§ **Instructions to follow**: The required answer is an exact copy of every entry underneath.

§ **Dataset records**:
^^^^^^^^^^^^^^^^
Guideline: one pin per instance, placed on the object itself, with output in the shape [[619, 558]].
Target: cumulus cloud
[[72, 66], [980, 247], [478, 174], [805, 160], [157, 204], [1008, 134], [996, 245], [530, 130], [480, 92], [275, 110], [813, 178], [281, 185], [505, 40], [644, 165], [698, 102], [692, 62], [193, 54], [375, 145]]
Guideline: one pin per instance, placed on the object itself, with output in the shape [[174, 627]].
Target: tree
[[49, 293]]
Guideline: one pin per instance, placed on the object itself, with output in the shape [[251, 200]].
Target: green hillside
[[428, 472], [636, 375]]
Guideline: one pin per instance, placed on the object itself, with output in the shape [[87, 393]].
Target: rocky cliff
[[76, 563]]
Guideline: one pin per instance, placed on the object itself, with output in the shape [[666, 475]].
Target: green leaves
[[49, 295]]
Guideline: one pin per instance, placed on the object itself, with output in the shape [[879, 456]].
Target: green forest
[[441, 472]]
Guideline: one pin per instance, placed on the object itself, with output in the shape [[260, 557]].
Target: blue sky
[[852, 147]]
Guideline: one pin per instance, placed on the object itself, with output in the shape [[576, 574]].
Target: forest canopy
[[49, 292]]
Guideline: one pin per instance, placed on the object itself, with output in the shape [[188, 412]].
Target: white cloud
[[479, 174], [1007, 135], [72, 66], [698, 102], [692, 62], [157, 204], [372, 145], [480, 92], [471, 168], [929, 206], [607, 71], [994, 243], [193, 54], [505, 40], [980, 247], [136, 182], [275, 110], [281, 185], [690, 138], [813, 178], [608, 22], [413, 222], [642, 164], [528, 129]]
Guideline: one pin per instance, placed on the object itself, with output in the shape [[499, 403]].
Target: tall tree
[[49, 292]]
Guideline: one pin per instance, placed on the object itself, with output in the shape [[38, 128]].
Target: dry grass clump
^^^^^^^^^^^^^^^^
§ **Written solution**:
Guideline: one pin per instance, placed on the object itself, with output in the shape [[619, 558]].
Target: cumulus cloud
[[72, 66], [980, 247], [478, 174], [805, 160], [157, 204], [1008, 134], [996, 245], [530, 130], [480, 92], [275, 110], [813, 178], [281, 185], [505, 40], [644, 165], [698, 102], [692, 62], [193, 54], [375, 145]]
Guideline: one pin per instance, placed on the object itself, with output in the shape [[174, 627]].
Target: tree
[[49, 293]]
Guideline: one pin per instance, placed on the object itself, with output in the shape [[251, 200]].
Target: green hillside
[[428, 472], [636, 375]]
Guideline: one pin per instance, placed on the object itself, with output in the shape [[87, 393]].
Target: rocky cliff
[[76, 563]]
Guideline: one pin per instance, placed on the object itself, with output in the shape [[666, 475]].
Target: green leaves
[[49, 295]]
Guideline: one pin per instance, placed on the object itself, with output in the shape [[879, 456]].
Target: green forest
[[441, 472]]
Guideline: one pin per instance, placed on the object itself, with output in the shape [[260, 557]].
Target: blue sky
[[852, 147]]
Guideline: one pin per instance, placed on the object itself, with output in the shape [[576, 574]].
Target: forest canopy
[[49, 292]]
Guideline: one pin per instance, placed on the object itself, with output in the shape [[188, 412]].
Target: white cloud
[[479, 174], [1007, 135], [72, 66], [698, 102], [692, 62], [157, 204], [372, 145], [480, 92], [471, 168], [929, 206], [607, 71], [994, 243], [193, 54], [505, 40], [980, 247], [136, 182], [275, 110], [281, 185], [690, 138], [813, 178], [608, 22], [413, 222], [642, 164], [528, 129]]
Guideline: one pin per instance, placed on the object itself, with output in the shape [[499, 403]].
Target: tall tree
[[49, 292]]
Guideline: one pin per instance, placed on the object itself, with output in the shape [[38, 128]].
Target: dry grass clump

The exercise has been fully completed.